Please rewrite the records starting at the line containing "Phrase -- white upper cabinet" and ending at the last line of the records as a Markdown table with the columns Row and Line, leaving out blank lines.

⟨

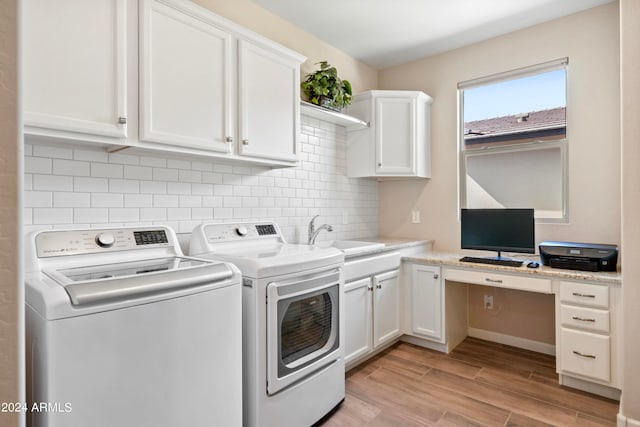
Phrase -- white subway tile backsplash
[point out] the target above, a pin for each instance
(138, 172)
(52, 151)
(38, 165)
(38, 199)
(164, 174)
(124, 159)
(71, 167)
(53, 216)
(124, 186)
(138, 201)
(52, 183)
(178, 164)
(165, 201)
(106, 170)
(153, 187)
(84, 186)
(190, 201)
(153, 214)
(124, 215)
(71, 200)
(91, 185)
(107, 200)
(90, 215)
(90, 155)
(156, 162)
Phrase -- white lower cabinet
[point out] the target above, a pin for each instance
(358, 339)
(372, 313)
(427, 302)
(587, 320)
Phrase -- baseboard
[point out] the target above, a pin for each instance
(627, 422)
(527, 344)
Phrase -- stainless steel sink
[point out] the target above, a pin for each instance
(350, 247)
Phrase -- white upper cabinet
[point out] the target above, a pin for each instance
(397, 143)
(269, 102)
(185, 77)
(75, 68)
(198, 83)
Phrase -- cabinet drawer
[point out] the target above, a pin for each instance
(532, 284)
(369, 265)
(585, 354)
(584, 294)
(584, 318)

⟩

◆ **CORRECT RESPONSE**
| Row | Line |
|---|---|
| 1 | Phrase -- white upper cabinet |
| 2 | [point out] the target above, a pin for each instance |
| 3 | (397, 143) |
| 4 | (269, 102) |
| 5 | (185, 77) |
| 6 | (75, 68) |
| 7 | (198, 83) |
| 8 | Phrase -- cabinet drawer |
| 9 | [point out] the target above, a pin for each instance |
| 10 | (532, 284) |
| 11 | (369, 265) |
| 12 | (585, 354) |
| 13 | (584, 294) |
| 14 | (584, 318) |